THINGS TO DO
1. In the mandolin forum thread, reproduce the passage from "# General Mandolin" to "on my purchase." word for word.
2. Check each statement against the mandolin forum thread and answer yes or no, quoting the words that decide it.
(a) NickR estimates the mandolin was made around 1920, based on its German tuners.
(b) NickR says most stringed instruments sold in the UK were made in the UK.
(c) Ian got the Silvestri by winning an eBay auction.
3. Continue the mandolin forum thread after its final post.

# General Mandolin Topics > Vintage Instruments >  Silvestri bowl back mandolin.

## ALCO

Hello,

I have been learning to play the zither banjo using Herbert J Ellis's 'Advanced School For The Banjo And Zither Banjo' and the guitar with his 'Thorough School For The Guitar'. Having recently obtained a copy of his 'Thorough School For The Mandoline' and after a brief search, I won the eBay auction on this Silvestri.

I would very much appreciate any thoughts and opinions on my purchase.

Kind regards, Ian.

----------

DavidKOS, 

Tim Logan

----------


## DavidKOS

It looks like a fine little instrument.

----------


## NickR

Ermelinda Silvestri mandolins often have a label inside with the date of about 1891- when the company was founded and this means that just about every instrument made by the firm is sold using that date as its year of manufacture! I would reckon yours is circa 1920, judging by the German tuners but it may be earlier. It looks like a good mandolin in great order. I have an Ermelinda Silvestri Hawaiian guitar that is circa 1930- it has great tone. I believe that although the firm for many years had the name of Ermelinda Silvestri, there was no female luthier in charge- later on the firm became S. Sgroi Silvestri- another family member. That's a great instruction tutorial but I am more familiar with another Herbert Ellis- on guitar! I have no idea when the tutor was first published but it shows Oxford Street, W1. The use of numbers after the London geographical  district began in 1917- so it may be 1920s. Most stringed instruments for sale in the UK for decades (excluding banjos) were made in central Europe- Saxony, Germany and what became Czechoslovakia, Italy and Sicily like this mandolin, France and the United States. Very few were made in the UK. There was one London maker whose mandolins are often seen- George La-Foley.

Edit: I have seen the listing on eBay, and the seller mentions early 1900s- which may well be correct. I mentioned "circa 1920... but it may be earlier." The seller appears to- judging by his name, know about mandolins- rather than a house clearance trader, so that's a very good thing. I would imagine, he had hoped for a better price but old bowl back mandolins in the main do not command high prices.

----------

DavidKOS

----------


## ALCO

David, thank you very much for your opinion.

Dataset rows:
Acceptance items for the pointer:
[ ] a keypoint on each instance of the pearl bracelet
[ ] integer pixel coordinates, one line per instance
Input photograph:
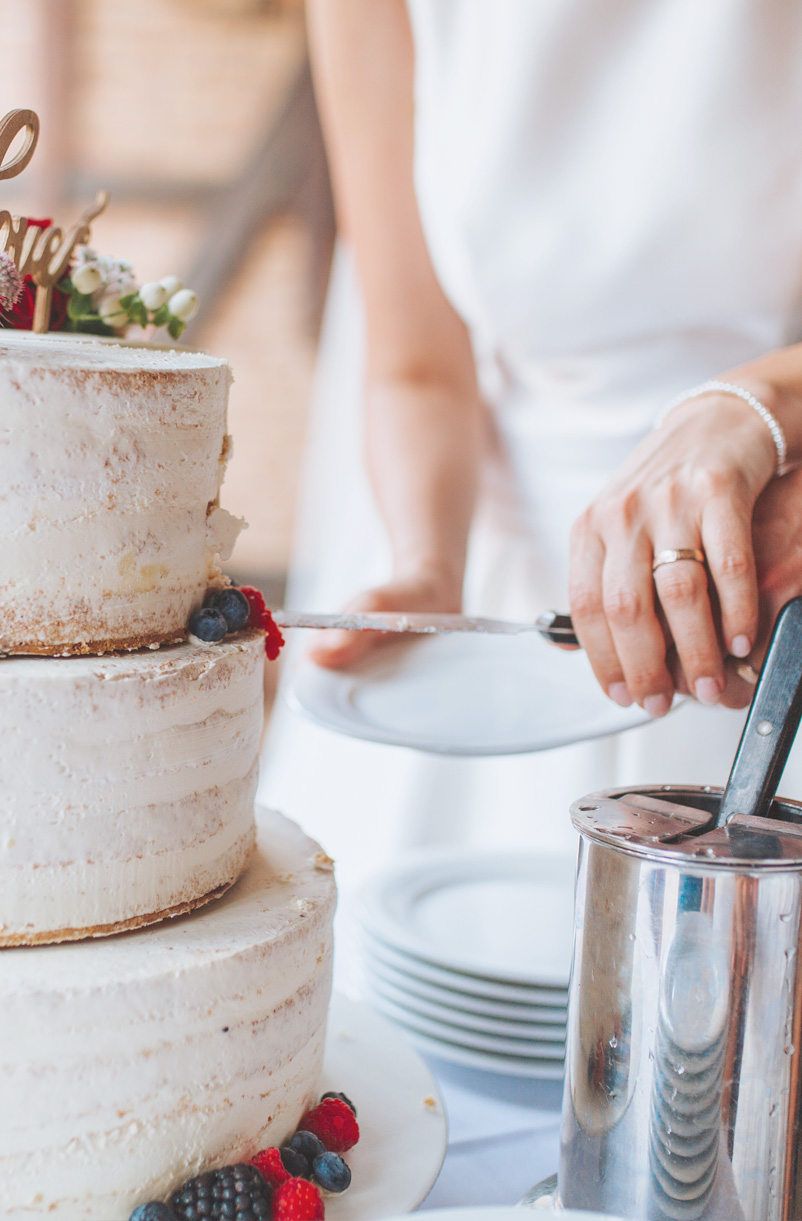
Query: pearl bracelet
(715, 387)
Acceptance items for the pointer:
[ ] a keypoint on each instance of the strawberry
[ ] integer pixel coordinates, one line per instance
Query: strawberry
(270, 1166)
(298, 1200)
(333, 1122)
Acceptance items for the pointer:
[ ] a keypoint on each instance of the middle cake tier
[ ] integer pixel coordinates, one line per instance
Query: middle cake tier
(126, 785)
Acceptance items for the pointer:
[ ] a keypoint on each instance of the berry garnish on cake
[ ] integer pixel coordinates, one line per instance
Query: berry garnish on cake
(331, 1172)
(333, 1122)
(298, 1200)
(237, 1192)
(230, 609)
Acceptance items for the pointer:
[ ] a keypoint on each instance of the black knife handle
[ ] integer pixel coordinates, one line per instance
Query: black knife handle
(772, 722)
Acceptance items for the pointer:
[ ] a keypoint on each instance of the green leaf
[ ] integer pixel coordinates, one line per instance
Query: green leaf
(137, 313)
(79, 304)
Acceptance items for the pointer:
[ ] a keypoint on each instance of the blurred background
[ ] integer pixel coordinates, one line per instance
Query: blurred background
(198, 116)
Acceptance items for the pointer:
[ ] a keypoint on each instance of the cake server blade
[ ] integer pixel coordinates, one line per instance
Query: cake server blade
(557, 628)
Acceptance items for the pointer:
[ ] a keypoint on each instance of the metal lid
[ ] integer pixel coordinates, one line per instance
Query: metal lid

RESULTS
1.
# General Mandolin Topics > Vintage Instruments >  Silvestri bowl back mandolin.

## ALCO

Hello,

I have been learning to play the zither banjo using Herbert J Ellis's 'Advanced School For The Banjo And Zither Banjo' and the guitar with his 'Thorough School For The Guitar'. Having recently obtained a copy of his 'Thorough School For The Mandoline' and after a brief search, I won the eBay auction on this Silvestri.

I would very much appreciate any thoughts and opinions on my purchase.

2.
(a) Yes: "I would reckon yours is circa 1920, judging by the German tuners"
(b) No: "Very few were made in the UK."
(c) Yes: "I won the eBay auction on this Silvestri."

3.
Nick, thank you for your very informative reply. The seller is a professional luthier, specialising in mandolins. We had a good conversation regarding my wish to have an imported 'mid range' instrument of around 1900, to continue my interest in the instructional work of Ellis. As far as I can determine, the books I have for the banjo, guitar and mandoline were all first published in the 1880s-90s.

The bowl is lined with light grey paper, densely mottled with black ink. There is no label or residue paste from one removed. 

As I considered that my winning bid was unlikely to reflect the amount of work that had been undertaken, I asked the seller what price he had hoped to achieve and as it was considerably lower than my maximum bid, I was happy to forward the difference to him, separately from the eBay auction. My assumption was correct, as it is as good as it was described to me.

Herb Ellis certainly does have more entries on the web than Herbert J Ellis.

Kind regards, Ian.

----------

DavidKOS

----------


## NickR

Ian, I think that was a most reasonable gesture you made to the seller- there are good sellers out there and I am sure he was very pleased with your kindness. It's better to have no label than a bogus label- something I have been discovering of late! I trust you enjoy learning from Herbert discovering the intricacies of mandolin playing!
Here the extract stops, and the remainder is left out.